__Job 1__
Answer from the passage on AI ASICs:
(a) In what year did the writer blog about AI ASICs being not exactly ASICs?
(b) Which framework does the passage name as a way AI ASICs offer programming?
(c) Which two companies have the few solutions named as the exception?
__Job 2__
Write out the passage on AI ASICs from "How to optimize" to "in that context.", swapping "Tensorflow" for "PyTorch".

__Passage to read__
↓

How to optimize performance and maximize ROI in new designs.
Back in 2017, I blogged about AI ASICs being not exactly ASICs. One of the primary reasons for not calling AI acceleration chips ASIC is because historically ASIC or Application Specific Integrated Circuit has referred to a fixed hardware block with limited programmability. AI ASICs on the other hand offer significant programming via frameworks such as Tensorflow and the point was that they are not exactly ASIC in that context.
Fast forward five years, it does seem as though AI ASICs are becoming more application-specific, albeit with more programmability than historical ASIC definition. What’s changed? Well, several events have happened since. Nvidia and Intel have raked in billions of dollars in chip sales. Both GPU and CPU have provided a stable, general-purpose architecture for AI acceleration with solid software base and a large number of developers. Everybody in the industry has started using GPUs and CPUs because they are the only chip solutions stable enough to be used for development and production. Nvidia and Intel have also poured in billions of dollars in enhancing software stack to make their solutions more amenable for AI acceleration. The result is that majority of the AI production systems today run on either CPU or GPU. With the exception of few solutions from Google and Amazon, they are the only architectures that can run almost all AI software and neural networks (NNs) today.

↑

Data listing
↓

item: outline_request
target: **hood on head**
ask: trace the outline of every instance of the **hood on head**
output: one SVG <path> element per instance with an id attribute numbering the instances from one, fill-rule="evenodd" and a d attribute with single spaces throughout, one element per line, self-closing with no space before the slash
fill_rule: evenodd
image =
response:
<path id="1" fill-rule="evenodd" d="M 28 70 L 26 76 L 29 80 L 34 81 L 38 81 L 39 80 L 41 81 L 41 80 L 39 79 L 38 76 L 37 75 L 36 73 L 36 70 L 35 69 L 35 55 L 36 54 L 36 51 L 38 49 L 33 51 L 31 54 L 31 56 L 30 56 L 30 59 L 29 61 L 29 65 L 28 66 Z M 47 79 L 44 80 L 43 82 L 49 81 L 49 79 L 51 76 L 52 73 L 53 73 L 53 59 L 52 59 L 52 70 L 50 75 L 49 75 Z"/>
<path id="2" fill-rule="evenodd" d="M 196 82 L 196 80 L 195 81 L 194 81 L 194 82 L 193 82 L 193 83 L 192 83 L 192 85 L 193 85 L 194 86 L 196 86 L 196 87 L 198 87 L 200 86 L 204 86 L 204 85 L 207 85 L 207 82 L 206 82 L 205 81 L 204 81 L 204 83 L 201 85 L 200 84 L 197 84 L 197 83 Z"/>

↑

__Written response 1__
(a) 2017
(b) Tensorflow
(c) Google and Amazon

__Written response 2__
How to optimize performance and maximize ROI in new designs.
Back in 2017, I blogged about AI ASICs being not exactly ASICs. One of the primary reasons for not calling AI acceleration chips ASIC is because historically ASIC or Application Specific Integrated Circuit has referred to a fixed hardware block with limited programmability. AI ASICs on the other hand offer significant programming via frameworks such as PyTorch and the point was that they are not exactly ASIC in that context.